## Begin Items

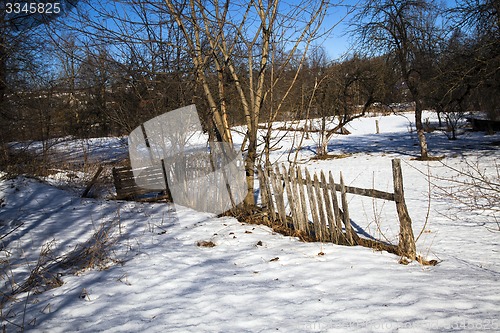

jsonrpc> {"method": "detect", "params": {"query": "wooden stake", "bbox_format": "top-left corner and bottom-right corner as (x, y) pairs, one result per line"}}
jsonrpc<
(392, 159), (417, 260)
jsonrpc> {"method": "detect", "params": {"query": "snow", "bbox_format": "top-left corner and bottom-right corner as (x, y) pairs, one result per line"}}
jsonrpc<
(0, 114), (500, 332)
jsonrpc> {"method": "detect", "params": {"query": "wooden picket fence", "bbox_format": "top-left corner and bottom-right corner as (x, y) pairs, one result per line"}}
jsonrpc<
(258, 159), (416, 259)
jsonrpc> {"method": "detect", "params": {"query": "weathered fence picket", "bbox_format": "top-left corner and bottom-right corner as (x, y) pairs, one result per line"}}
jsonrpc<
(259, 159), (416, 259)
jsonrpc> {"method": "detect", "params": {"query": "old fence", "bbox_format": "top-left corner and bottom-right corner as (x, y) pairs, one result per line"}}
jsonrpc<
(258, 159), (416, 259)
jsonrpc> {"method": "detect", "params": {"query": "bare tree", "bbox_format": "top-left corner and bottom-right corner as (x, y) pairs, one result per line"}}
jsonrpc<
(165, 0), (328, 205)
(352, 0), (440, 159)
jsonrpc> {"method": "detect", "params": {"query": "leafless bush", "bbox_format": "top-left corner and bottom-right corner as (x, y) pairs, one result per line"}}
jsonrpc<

## End Items

Directive: Which lines in the records above contain the string "picket"? Copy each of them in full.

Output of the exercise:
jsonrpc> {"method": "detect", "params": {"query": "wooden picket fence", "bbox_format": "top-left corner and bottom-right corner as (x, y) pairs, one result per line"}}
jsonrpc> {"method": "detect", "params": {"query": "weathered fence picket", "bbox_format": "top-left corner and bottom-right corner as (x, y) pairs, one result per line"}}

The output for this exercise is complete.